[SOURCE DATA]:

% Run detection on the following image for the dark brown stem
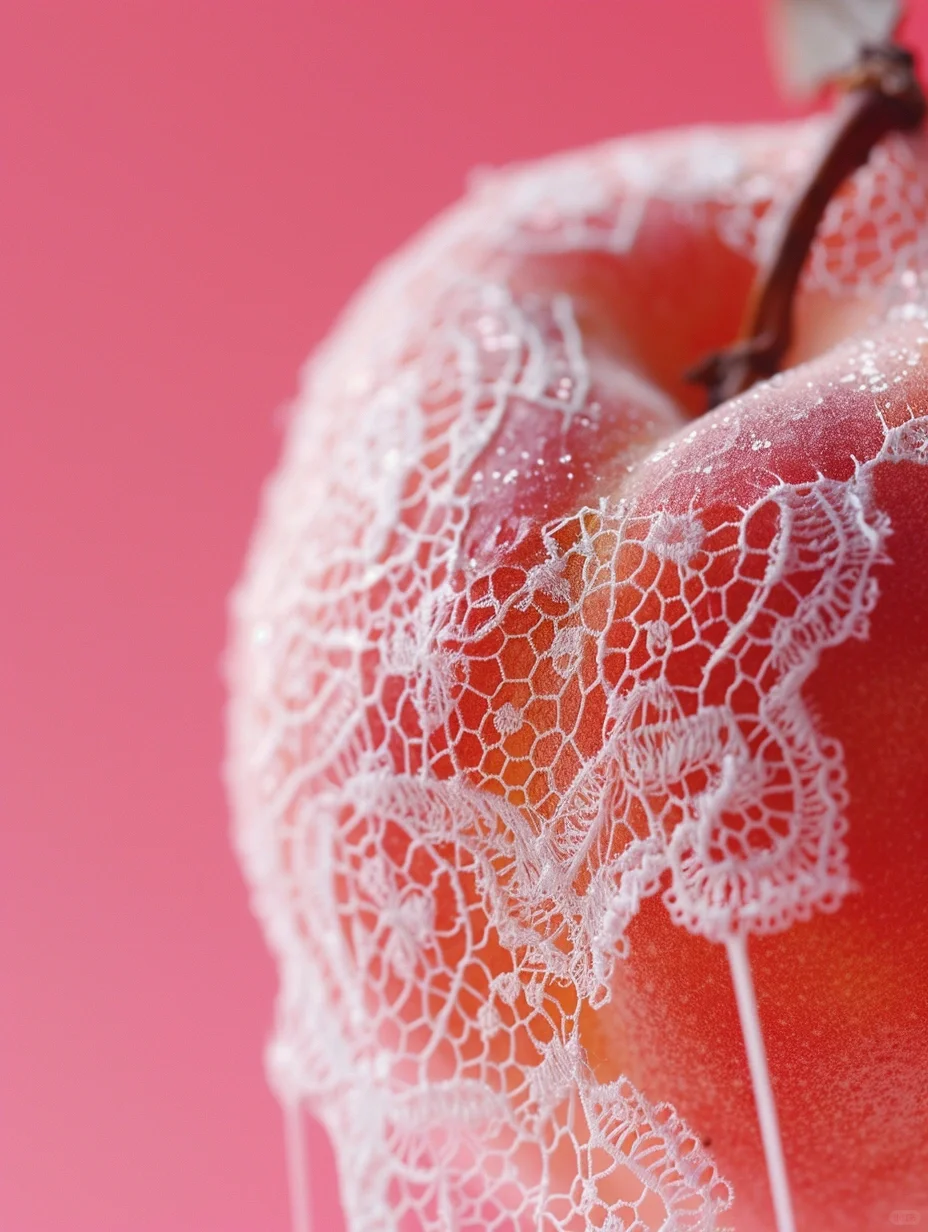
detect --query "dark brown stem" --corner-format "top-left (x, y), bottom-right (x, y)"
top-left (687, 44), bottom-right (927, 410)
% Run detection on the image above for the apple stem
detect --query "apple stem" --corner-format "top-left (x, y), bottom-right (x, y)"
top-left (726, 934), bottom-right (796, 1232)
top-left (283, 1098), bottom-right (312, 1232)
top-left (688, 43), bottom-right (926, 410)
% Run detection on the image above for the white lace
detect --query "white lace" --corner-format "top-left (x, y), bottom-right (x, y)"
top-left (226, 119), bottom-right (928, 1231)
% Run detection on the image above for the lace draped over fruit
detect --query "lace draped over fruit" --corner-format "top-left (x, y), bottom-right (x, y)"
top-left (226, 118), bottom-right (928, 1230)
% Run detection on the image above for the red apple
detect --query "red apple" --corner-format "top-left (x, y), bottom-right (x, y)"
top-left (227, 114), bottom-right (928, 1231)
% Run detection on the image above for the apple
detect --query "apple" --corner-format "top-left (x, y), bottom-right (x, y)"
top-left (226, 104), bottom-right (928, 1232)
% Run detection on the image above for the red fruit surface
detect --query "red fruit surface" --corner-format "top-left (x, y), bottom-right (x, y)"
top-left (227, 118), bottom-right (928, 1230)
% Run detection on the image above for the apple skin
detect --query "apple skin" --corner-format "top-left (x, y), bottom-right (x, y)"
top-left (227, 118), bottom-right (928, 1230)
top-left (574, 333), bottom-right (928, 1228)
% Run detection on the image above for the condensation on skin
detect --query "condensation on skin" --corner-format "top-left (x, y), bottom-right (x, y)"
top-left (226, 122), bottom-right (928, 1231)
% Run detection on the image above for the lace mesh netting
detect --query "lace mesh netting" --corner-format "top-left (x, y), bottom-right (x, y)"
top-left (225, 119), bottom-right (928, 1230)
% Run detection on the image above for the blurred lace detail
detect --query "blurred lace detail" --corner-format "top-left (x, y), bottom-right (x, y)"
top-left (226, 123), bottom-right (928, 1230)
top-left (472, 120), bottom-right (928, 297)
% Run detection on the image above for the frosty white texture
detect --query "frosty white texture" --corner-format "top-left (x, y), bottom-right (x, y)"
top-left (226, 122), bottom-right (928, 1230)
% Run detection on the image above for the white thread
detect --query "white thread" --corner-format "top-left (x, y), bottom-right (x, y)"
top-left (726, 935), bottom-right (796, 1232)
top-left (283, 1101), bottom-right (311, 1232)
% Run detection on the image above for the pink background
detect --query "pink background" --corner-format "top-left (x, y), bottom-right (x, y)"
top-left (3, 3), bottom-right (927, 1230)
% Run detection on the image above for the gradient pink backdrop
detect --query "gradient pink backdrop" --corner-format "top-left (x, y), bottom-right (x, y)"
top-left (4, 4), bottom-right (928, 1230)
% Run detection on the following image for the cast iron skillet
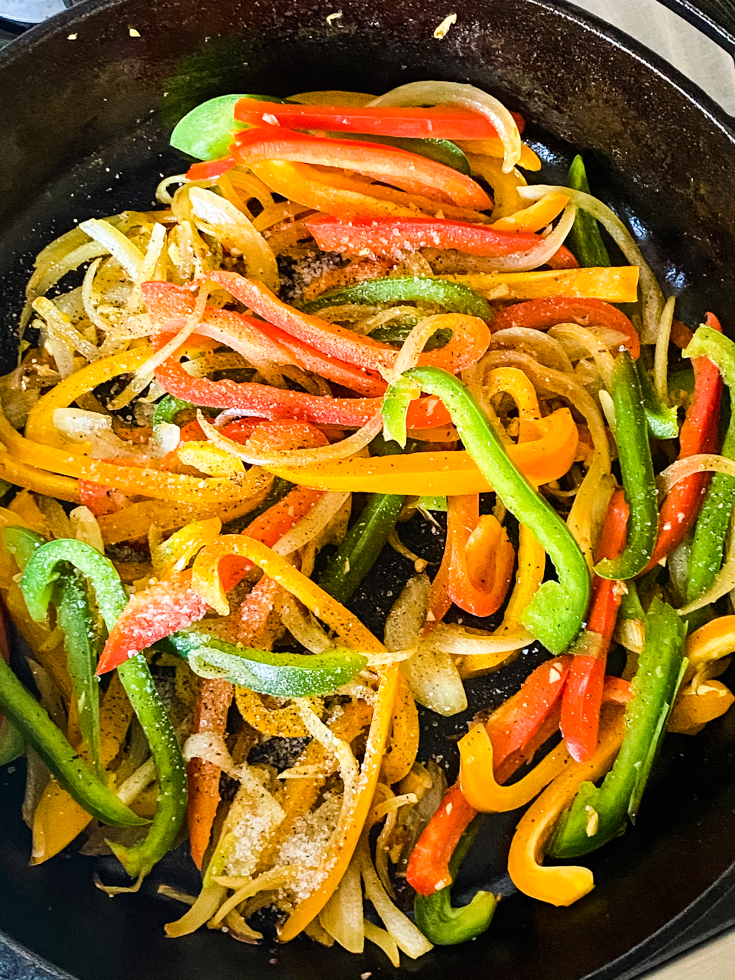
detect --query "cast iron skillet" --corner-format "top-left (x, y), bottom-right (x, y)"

[TASK GOAL]:
All entries must be output unchanged, with every picture omitted.

[SOLUTION]:
% Run detection on the following image for the dark brown stem
detect --query "dark brown stem" --corner-format "top-left (x, y), bottom-right (x, y)"
top-left (687, 44), bottom-right (927, 410)
% Run detection on the image above for the apple stem
detect --query "apple stem" --corner-format "top-left (x, y), bottom-right (x, y)"
top-left (726, 934), bottom-right (796, 1232)
top-left (283, 1098), bottom-right (312, 1232)
top-left (688, 43), bottom-right (926, 410)
% Run detection on the image above for the white lace
detect --query "white lace" --corner-format "top-left (x, y), bottom-right (x, y)"
top-left (226, 119), bottom-right (928, 1231)
% Run detection on the image above for the lace draped over fruit
detect --query "lace draped over fruit" --corner-format "top-left (x, y), bottom-right (x, y)"
top-left (226, 118), bottom-right (928, 1230)
% Run detection on the image above for the red apple
detect --query "red apple" --corner-format "top-left (x, y), bottom-right (x, y)"
top-left (227, 114), bottom-right (928, 1231)
% Run detection on the image above for the apple
detect --query "apple" --corner-format "top-left (x, y), bottom-right (x, y)"
top-left (226, 104), bottom-right (928, 1232)
% Run detection on the image above for the red fruit surface
detect --query "red fruit surface" --corner-format "top-left (x, y), bottom-right (x, y)"
top-left (227, 118), bottom-right (928, 1230)
% Run detection on the image above for the apple skin
detect --query "apple skin" --corner-format "top-left (x, y), bottom-right (x, y)"
top-left (227, 118), bottom-right (928, 1230)
top-left (574, 333), bottom-right (928, 1228)
% Run detection on the image above for the condensation on skin
detect --query "condensation on skin" --corner-format "top-left (x, y), bottom-right (x, y)"
top-left (226, 122), bottom-right (928, 1231)
% Run detection on the image above for the lace mesh netting
detect --query "lace mesh netting" --corner-format "top-left (x, y), bottom-right (x, y)"
top-left (225, 119), bottom-right (928, 1230)
% Run detection on the image above for the blurred lace detail
detect --query "blurred lace detail" --corner-format "top-left (x, y), bottom-right (x, y)"
top-left (226, 123), bottom-right (928, 1230)
top-left (472, 120), bottom-right (928, 297)
% Run detection on the image above for the frosty white texture
detect --query "frosty white texture" --corner-format "top-left (x, y), bottom-right (x, y)"
top-left (226, 122), bottom-right (928, 1230)
% Run detection on the image above for the white thread
detect --query "white thread" --corner-format "top-left (x, y), bottom-right (x, y)"
top-left (726, 935), bottom-right (796, 1232)
top-left (283, 1101), bottom-right (311, 1232)
% Run detection on the image above for the pink background
detect --query "pink background" --corner-format "top-left (x, y), bottom-right (x, y)"
top-left (3, 3), bottom-right (927, 1230)
% Run detection on the image above for the gradient pink backdrop
detect --query "gradient pink backdrop" --corner-format "top-left (x, y), bottom-right (x, y)"
top-left (4, 4), bottom-right (928, 1230)
% Run detection on the following image for the cast iron skillet
detect --query "cast iron skillet" --corner-format "top-left (x, y), bottom-right (x, y)"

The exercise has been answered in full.